**REQUIREMENT:** Please return the entries below word for word, starting with the line that contains "of the blushed" and continuing through the end of the entries.

**AVAILABLE RECORDS:**
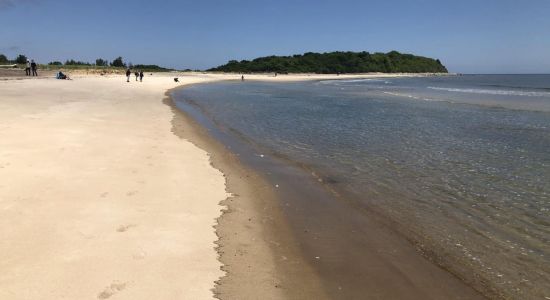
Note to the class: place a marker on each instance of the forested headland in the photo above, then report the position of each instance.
(337, 62)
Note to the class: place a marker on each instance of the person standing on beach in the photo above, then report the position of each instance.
(28, 68)
(33, 68)
(128, 75)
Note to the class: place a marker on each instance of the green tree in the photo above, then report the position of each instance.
(21, 59)
(117, 62)
(101, 62)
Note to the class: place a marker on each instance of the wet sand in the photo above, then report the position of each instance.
(353, 253)
(105, 194)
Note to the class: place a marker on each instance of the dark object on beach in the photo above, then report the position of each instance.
(60, 75)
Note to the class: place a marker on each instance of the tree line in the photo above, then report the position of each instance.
(100, 62)
(337, 62)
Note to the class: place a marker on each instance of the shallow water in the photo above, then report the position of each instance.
(460, 164)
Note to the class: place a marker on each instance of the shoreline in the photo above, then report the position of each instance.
(376, 234)
(253, 232)
(251, 215)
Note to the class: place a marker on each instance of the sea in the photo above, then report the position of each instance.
(459, 164)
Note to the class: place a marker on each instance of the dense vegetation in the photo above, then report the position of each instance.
(337, 62)
(102, 64)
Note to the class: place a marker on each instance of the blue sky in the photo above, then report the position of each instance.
(483, 36)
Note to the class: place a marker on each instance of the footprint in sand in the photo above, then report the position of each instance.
(111, 290)
(124, 228)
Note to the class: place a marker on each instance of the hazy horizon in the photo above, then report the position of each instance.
(493, 37)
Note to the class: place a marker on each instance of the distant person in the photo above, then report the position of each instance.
(128, 75)
(33, 68)
(28, 68)
(60, 75)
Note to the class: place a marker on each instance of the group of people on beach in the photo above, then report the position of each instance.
(31, 66)
(139, 75)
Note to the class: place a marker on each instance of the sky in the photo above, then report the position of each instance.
(481, 36)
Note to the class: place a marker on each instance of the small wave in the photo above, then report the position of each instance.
(414, 97)
(493, 92)
(344, 81)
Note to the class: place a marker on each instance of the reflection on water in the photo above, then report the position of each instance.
(461, 164)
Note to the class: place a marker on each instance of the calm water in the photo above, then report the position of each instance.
(460, 164)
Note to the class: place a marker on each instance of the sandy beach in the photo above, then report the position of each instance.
(98, 198)
(106, 190)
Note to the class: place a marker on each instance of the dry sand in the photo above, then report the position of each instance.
(99, 198)
(102, 195)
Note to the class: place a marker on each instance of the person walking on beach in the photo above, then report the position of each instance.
(128, 75)
(28, 68)
(33, 68)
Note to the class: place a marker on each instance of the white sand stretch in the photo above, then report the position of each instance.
(99, 198)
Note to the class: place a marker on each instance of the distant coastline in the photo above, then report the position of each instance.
(337, 63)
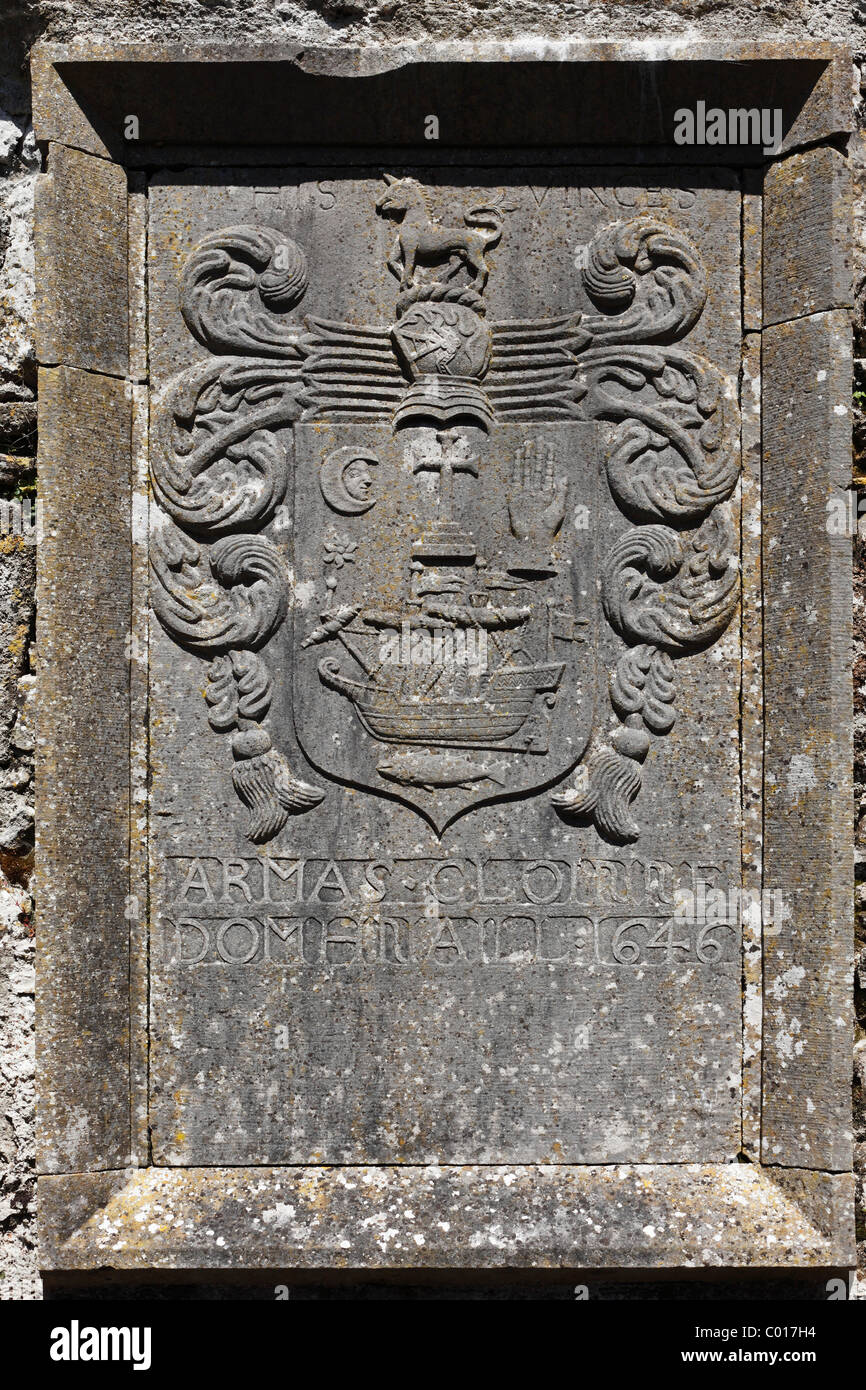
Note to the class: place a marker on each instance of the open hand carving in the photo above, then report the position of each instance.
(537, 498)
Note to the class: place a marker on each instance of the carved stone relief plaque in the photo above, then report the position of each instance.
(445, 673)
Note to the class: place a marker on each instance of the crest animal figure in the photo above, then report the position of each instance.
(423, 241)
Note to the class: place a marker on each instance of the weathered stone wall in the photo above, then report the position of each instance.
(320, 21)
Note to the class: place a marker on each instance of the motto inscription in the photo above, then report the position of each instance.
(444, 681)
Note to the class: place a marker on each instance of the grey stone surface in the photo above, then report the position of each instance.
(806, 231)
(84, 595)
(426, 948)
(82, 263)
(63, 24)
(442, 1216)
(805, 391)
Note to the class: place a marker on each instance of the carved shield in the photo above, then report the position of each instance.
(445, 608)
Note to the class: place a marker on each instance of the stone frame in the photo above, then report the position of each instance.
(102, 1203)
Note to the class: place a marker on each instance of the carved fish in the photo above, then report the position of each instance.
(430, 773)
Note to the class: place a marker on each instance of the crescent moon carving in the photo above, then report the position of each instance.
(345, 480)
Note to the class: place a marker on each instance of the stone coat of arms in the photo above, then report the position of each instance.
(444, 588)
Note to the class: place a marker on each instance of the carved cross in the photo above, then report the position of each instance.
(452, 455)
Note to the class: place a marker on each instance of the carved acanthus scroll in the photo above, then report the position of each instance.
(220, 471)
(223, 460)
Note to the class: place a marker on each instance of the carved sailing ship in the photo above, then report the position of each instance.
(667, 585)
(451, 697)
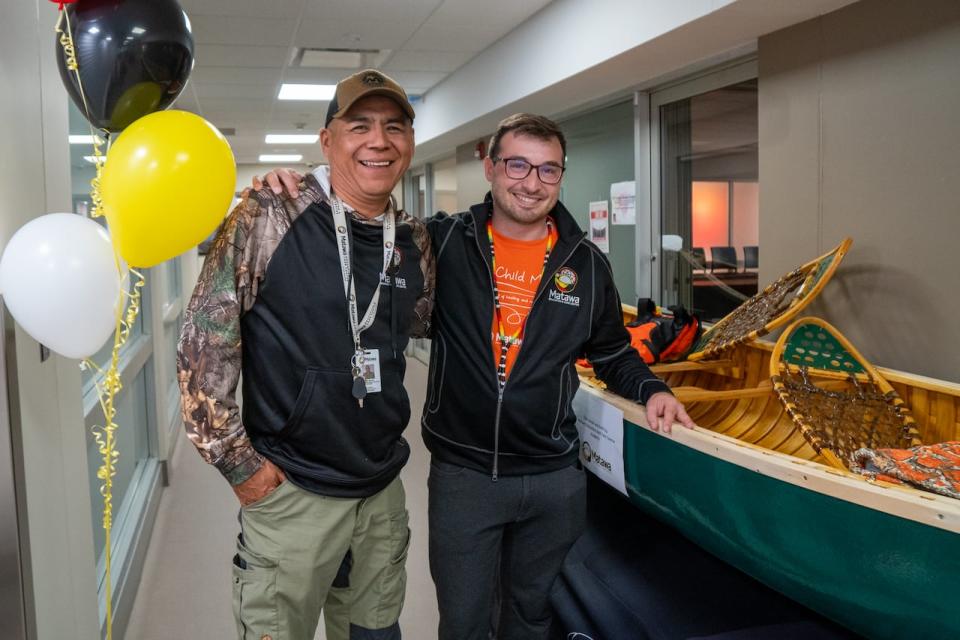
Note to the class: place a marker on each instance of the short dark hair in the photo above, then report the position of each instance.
(527, 124)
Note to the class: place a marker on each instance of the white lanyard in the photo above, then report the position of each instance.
(357, 325)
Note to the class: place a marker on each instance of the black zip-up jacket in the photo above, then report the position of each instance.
(270, 302)
(530, 427)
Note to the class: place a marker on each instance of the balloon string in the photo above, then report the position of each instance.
(70, 53)
(108, 387)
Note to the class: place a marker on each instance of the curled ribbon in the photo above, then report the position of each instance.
(109, 383)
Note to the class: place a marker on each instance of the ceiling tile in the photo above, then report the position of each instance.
(492, 14)
(356, 34)
(235, 75)
(233, 105)
(441, 38)
(361, 10)
(237, 91)
(243, 8)
(239, 30)
(435, 61)
(219, 55)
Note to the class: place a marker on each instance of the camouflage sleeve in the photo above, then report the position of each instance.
(208, 355)
(421, 325)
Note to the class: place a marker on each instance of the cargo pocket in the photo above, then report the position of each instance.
(393, 588)
(255, 595)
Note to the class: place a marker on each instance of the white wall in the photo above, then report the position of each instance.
(859, 137)
(35, 180)
(576, 53)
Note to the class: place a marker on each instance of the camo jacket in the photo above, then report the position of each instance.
(209, 350)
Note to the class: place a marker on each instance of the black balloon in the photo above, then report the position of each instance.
(134, 58)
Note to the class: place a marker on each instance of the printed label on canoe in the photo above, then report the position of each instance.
(601, 438)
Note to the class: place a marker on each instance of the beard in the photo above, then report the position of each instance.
(509, 205)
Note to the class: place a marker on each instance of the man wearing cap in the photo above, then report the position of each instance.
(313, 300)
(521, 294)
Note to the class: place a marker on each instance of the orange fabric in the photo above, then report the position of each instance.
(934, 467)
(518, 273)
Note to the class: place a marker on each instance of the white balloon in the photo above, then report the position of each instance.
(61, 282)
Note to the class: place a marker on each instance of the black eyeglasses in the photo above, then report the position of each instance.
(518, 169)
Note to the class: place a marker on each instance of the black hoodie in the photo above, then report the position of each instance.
(530, 427)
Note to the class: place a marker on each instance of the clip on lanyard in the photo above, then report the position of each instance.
(357, 325)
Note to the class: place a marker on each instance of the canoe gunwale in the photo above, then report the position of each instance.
(922, 507)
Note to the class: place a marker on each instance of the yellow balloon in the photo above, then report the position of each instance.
(168, 181)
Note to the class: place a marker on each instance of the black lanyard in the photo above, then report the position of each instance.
(517, 337)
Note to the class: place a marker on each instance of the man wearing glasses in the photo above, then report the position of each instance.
(520, 295)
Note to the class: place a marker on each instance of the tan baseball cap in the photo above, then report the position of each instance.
(368, 82)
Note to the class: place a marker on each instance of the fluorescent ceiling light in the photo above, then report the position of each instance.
(281, 157)
(328, 59)
(87, 139)
(291, 138)
(307, 91)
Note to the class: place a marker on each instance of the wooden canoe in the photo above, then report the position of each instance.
(881, 559)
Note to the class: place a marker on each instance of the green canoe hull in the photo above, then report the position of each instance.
(878, 574)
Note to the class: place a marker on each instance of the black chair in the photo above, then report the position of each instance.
(723, 258)
(751, 257)
(699, 257)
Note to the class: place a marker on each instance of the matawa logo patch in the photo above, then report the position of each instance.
(565, 280)
(397, 258)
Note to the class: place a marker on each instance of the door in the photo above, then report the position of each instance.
(12, 611)
(705, 189)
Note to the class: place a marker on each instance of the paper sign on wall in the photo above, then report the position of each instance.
(600, 225)
(623, 195)
(601, 438)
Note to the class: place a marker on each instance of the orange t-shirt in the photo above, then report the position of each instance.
(519, 268)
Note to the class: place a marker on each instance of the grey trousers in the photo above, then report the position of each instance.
(497, 547)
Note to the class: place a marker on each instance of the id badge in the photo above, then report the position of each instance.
(371, 370)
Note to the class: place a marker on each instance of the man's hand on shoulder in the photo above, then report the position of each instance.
(663, 410)
(260, 484)
(280, 181)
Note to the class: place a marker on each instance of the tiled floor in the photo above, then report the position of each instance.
(185, 591)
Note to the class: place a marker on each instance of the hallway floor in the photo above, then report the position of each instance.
(185, 591)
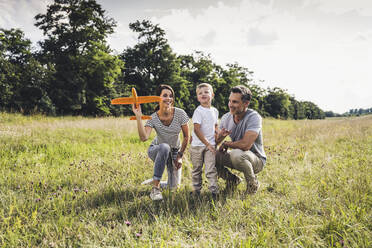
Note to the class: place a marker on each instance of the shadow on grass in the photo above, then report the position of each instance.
(134, 202)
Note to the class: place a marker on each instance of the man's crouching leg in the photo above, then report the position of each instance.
(223, 160)
(248, 163)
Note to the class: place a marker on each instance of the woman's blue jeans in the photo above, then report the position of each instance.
(163, 155)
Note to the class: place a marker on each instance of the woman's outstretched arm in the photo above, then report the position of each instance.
(143, 132)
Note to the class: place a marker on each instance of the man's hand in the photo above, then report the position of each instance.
(178, 162)
(223, 132)
(221, 135)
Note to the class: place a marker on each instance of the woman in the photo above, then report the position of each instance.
(166, 148)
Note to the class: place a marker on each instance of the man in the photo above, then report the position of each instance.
(244, 126)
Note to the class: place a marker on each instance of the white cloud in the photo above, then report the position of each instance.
(317, 49)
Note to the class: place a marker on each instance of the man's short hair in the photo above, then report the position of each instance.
(202, 85)
(246, 93)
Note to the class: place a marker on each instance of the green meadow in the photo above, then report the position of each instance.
(75, 182)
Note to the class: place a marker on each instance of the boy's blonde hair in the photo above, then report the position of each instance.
(202, 85)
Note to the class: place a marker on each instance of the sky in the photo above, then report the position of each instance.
(318, 50)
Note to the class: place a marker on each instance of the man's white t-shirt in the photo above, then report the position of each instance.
(207, 118)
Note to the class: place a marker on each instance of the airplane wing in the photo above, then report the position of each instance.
(123, 100)
(147, 99)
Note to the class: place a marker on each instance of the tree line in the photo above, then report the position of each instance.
(75, 72)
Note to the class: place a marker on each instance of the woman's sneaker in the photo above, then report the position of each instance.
(155, 194)
(252, 187)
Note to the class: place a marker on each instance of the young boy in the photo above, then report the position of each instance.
(203, 143)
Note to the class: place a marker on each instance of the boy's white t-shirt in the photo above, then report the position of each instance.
(207, 118)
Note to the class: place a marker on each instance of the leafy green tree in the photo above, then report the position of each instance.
(297, 110)
(151, 62)
(85, 71)
(22, 77)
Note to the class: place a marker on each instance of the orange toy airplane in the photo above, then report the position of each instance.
(136, 100)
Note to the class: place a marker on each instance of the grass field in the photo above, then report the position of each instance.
(75, 182)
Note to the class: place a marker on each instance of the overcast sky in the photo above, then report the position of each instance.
(319, 50)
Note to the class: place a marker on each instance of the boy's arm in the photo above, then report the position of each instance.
(200, 135)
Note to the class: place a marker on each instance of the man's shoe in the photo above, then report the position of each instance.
(214, 196)
(155, 194)
(232, 184)
(195, 193)
(252, 187)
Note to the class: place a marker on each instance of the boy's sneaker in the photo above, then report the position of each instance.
(232, 184)
(155, 194)
(252, 187)
(147, 181)
(163, 184)
(195, 193)
(214, 196)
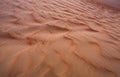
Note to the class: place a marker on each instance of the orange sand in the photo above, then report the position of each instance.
(59, 38)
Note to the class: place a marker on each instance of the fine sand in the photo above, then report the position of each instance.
(59, 38)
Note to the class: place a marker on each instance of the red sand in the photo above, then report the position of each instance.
(59, 38)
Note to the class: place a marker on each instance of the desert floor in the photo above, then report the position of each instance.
(59, 38)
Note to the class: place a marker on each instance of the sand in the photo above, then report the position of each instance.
(59, 38)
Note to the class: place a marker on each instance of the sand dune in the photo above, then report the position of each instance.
(59, 38)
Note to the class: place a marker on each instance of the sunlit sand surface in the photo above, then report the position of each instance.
(59, 38)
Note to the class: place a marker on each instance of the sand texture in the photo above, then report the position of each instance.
(59, 38)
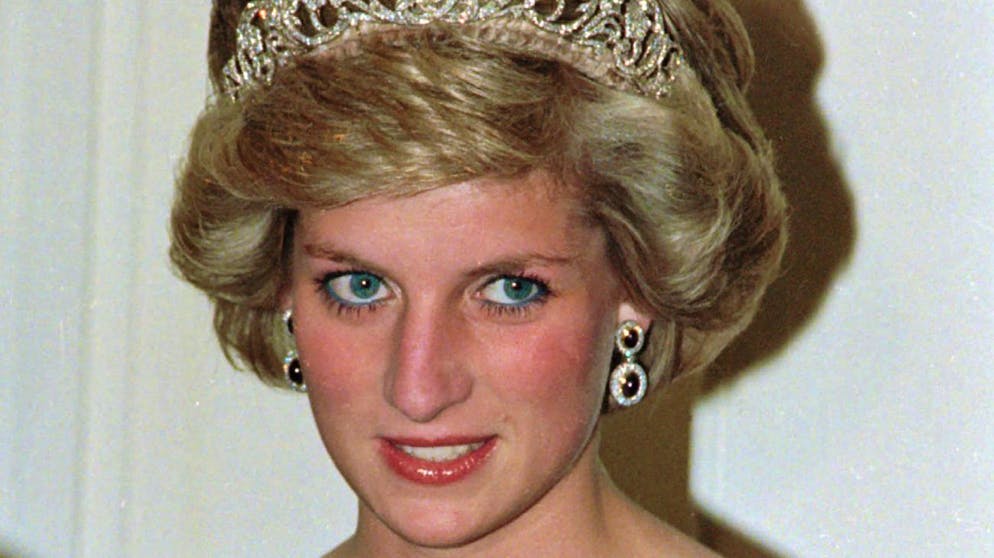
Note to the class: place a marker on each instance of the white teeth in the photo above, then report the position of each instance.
(440, 453)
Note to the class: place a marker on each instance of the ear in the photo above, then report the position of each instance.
(627, 311)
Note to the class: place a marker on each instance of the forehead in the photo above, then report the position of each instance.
(479, 216)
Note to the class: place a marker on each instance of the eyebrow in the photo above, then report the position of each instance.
(506, 266)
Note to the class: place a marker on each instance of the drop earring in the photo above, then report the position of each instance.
(292, 372)
(629, 382)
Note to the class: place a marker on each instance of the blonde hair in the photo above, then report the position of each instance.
(684, 187)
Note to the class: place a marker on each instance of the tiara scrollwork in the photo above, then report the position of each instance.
(635, 33)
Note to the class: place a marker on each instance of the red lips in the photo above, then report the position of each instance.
(424, 471)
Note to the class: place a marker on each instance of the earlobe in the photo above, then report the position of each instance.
(627, 311)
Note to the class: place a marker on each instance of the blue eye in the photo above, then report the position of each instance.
(514, 291)
(356, 288)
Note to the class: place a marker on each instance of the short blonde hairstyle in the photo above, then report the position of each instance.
(684, 187)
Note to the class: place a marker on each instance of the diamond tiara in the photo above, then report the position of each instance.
(628, 41)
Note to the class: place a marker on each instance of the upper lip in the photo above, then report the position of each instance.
(435, 441)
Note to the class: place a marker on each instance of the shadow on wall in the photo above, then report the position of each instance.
(647, 449)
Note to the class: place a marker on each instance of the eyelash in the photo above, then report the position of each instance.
(497, 309)
(494, 309)
(344, 308)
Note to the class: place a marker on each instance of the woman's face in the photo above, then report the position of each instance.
(456, 347)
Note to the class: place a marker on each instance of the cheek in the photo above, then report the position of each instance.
(337, 365)
(561, 366)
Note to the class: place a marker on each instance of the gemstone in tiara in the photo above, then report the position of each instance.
(630, 40)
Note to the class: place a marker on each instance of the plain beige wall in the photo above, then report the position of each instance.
(854, 419)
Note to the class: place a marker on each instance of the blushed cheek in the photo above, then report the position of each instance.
(337, 374)
(557, 370)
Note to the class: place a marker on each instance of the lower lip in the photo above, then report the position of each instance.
(422, 471)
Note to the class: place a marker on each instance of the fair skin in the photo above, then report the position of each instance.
(456, 345)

**TASK SOLUTION:**
Note to the class: place a marker on each instance of the blushed cheek in the photo above, then report the position of each instance.
(337, 374)
(557, 370)
Note to the class: place a marker on each instance of the lower lip in the photo above, then report the position of each instance.
(422, 471)
Note to the class: place a marker on each instance of the fair skin in the photo above, then report the position of each instance.
(456, 345)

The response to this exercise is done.